Les incorporelles sont toutes celles qui ne peuvent tomber sous les sens, et que nous ne concevons que par l'entendement, telles que les droits d'hérédité, de servitude et les obligations.

Art. 12. Enfin une troisième division des choses ou des biens, est en meubles et en immeubles.

 

CHAPITRE II - DES IMMEUBLES

Art. 13. Les immeubles ou choses immobilières, sont en général ceux qu'on ne peut transporter d'un lieu à un autre, ou qui ne peuvent se mouvoir.
Mais cette définition ne s'applique rigoureusement qu'aux biens qui sont immeubles par leur nature et non à ceux qui ne le sont que par la disposition de la loi.

Art. 14. Il y a des biens immeubles par leur nature, d'autres par leur destination, d'autres encore par l'objet auquel ils s'appliquent.

Art. 15. Sont immeubles par leur nature, les fonds de terre et les bâtimens.

Extrait des données:
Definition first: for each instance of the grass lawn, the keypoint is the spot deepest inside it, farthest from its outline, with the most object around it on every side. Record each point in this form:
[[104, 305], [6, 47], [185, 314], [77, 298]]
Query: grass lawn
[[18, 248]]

Exercices à faire:
1) Recopiez, dans l'extrait sur les biens, tout ce qui va de « Art. 13. Les » jusqu'à « et les bâtimens. ».
2) Selon l'article 14 de l'extrait sur les biens, de quelles manières un bien peut-il être immeuble ? Énumérez-les toutes.
3) D'après l'extrait sur les biens, quels biens sont immeubles par leur nature ?

Corrigés complets:
1)
Art. 13. Les immeubles ou choses immobilières, sont en général ceux qu'on ne peut transporter d'un lieu à un autre, ou qui ne peuvent se mouvoir.
Mais cette définition ne s'applique rigoureusement qu'aux biens qui sont immeubles par leur nature et non à ceux qui ne le sont que par la disposition de la loi.

Art. 14. Il y a des biens immeubles par leur nature, d'autres par leur destination, d'autres encore par l'objet auquel ils s'appliquent.

Art. 15. Sont immeubles par leur nature, les fonds de terre et les bâtimens.

2) Par leur nature, par leur destination, par l'objet auquel ils s'appliquent.

3) Les fonds de terre et les bâtimens.